Consigne 1:
Selon l'extrait ci-dessous sur le smartphone, pourquoi le narrateur ne pouvait-il pas suivre le conseil affiché sur l'écran à 22h30 ?

Extrait cité:
^^^^^^^^

Smartphone, mon amour

Mon IPhone arrivant en fin de vie, j’ai acquis un autre smartphone, de la célèbre marque sud-coréenne Samsung cette fois. Le smartphone est (hélas ?) un outil indispensable quand on est journaliste. Ce dernier bijou de technologie n’est pas le tout dernier Samsung Galaxy Note 7, celui dont la batterie risque de prendre feu, mais l’un des avant-derniers, qui apparemment n’a pas encore explosé.

Hier, venant tout juste d’installer une application « réveil », j’avais programmé ce dernier à 06h30. Or, à 22h30, j’entendis mon smartphone sonner l’alarme. Quelques minutes après, à ma grande surprise, je vis s’afficher sur l’écran : « Nous vous conseillons de vous coucher à 22h30 ». Horreur ! Encore tout habillé, je n’étais pas du tout prêt à me coucher. Veillant jalousement sur ma santé, et sur les huit heures de sommeil programmées, mon smartphone me donnait un précieux conseil que j’étais bien incapable de suivre. Qu’allait-il m’arriver ? Ma santé était-elle en grand danger ?

Ma santé menacée ?

Mon cœur se mit à battre si fort que je cherchai à en mesurer le rythme. Devais-je m’inquiéter de l’accélération brutale de mes pulsations cardiaques ? Vaine quête. Encore peu à l’aise avec le fonctionnement de mon nouveau smartphone, je ne trouvais aucune application qui aurait pu me donner les informations vitales que je désirais obtenir. Il fallait me rendre à l’évidence : je devrais bel et bien m’en passer.

^^^^^^^^

Consigne 2:
Relevez toutes les lignes ci-dessous qui contiennent la chaîne « positive ».

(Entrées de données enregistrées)
^^^^^^^^

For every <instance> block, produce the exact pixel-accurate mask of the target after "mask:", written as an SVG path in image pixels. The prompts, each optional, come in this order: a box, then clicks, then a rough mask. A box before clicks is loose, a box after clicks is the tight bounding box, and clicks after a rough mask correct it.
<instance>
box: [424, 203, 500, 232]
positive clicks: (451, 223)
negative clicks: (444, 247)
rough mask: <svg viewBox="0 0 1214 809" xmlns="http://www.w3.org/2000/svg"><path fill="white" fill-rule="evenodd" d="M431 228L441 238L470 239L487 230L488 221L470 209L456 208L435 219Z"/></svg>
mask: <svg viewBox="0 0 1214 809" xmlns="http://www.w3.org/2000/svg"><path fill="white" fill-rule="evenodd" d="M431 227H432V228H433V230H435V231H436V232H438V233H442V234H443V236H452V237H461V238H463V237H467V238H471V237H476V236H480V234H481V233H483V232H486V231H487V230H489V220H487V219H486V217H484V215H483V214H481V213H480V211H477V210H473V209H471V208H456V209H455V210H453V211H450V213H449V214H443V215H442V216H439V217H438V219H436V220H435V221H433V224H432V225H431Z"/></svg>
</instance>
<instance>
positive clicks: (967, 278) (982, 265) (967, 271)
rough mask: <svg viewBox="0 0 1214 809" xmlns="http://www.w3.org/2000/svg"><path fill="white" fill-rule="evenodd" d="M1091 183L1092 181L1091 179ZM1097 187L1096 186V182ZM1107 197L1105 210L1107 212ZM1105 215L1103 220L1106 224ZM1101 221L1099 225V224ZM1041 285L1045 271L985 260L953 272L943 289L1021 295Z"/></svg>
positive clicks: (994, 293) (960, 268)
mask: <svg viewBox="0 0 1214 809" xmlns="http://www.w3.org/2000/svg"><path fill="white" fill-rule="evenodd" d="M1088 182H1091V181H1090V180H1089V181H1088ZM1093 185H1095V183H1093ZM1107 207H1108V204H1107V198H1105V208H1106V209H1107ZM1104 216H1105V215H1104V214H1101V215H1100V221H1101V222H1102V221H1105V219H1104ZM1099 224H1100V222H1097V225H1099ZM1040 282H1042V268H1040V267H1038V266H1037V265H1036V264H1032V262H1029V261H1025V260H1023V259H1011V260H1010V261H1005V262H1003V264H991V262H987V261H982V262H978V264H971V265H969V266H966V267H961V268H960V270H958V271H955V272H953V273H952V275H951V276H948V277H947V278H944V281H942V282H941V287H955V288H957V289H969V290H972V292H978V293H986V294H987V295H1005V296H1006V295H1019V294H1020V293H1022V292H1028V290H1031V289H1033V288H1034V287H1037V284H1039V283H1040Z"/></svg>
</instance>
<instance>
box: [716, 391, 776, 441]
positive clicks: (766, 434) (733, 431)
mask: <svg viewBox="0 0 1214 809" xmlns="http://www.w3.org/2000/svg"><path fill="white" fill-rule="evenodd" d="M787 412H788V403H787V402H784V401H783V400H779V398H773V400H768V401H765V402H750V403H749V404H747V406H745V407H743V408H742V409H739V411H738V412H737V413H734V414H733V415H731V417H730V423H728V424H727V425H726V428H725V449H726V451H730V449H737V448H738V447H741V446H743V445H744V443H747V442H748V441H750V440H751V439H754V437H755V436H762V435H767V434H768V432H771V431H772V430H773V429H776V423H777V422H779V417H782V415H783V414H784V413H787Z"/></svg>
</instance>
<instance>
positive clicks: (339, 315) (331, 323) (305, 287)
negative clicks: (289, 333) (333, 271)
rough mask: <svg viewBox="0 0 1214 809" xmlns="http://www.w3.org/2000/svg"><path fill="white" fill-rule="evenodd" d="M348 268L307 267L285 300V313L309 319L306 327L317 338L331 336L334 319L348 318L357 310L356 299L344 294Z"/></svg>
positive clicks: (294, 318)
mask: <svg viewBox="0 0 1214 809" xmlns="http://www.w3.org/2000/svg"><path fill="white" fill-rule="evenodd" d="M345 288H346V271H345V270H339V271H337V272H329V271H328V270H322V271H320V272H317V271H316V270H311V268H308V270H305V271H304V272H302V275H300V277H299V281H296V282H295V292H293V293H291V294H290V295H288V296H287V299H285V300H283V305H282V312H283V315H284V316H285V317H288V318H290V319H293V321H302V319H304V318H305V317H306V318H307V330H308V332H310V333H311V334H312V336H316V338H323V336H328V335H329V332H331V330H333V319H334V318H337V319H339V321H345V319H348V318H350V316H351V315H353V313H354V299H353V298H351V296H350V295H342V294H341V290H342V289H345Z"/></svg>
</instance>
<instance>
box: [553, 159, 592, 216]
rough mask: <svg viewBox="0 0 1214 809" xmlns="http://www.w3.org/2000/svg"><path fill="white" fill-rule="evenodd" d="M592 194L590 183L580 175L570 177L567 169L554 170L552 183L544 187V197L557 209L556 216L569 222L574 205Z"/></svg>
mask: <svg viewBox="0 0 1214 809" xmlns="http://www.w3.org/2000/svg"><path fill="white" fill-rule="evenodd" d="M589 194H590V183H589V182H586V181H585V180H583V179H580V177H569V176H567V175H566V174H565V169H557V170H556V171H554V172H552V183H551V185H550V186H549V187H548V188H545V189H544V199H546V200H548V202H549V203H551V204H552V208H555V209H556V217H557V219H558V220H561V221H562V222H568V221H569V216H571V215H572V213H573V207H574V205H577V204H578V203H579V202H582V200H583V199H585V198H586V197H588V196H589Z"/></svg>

^^^^^^^^

Réponse 1:
Le narrateur était encore tout habillé et pas du tout prêt à se coucher. Il était donc bien incapable de suivre le conseil de se coucher à 22h30.

Réponse 2:
positive clicks: (451, 223)
positive clicks: (967, 278) (982, 265) (967, 271)
positive clicks: (994, 293) (960, 268)
positive clicks: (766, 434) (733, 431)
positive clicks: (339, 315) (331, 323) (305, 287)
positive clicks: (294, 318)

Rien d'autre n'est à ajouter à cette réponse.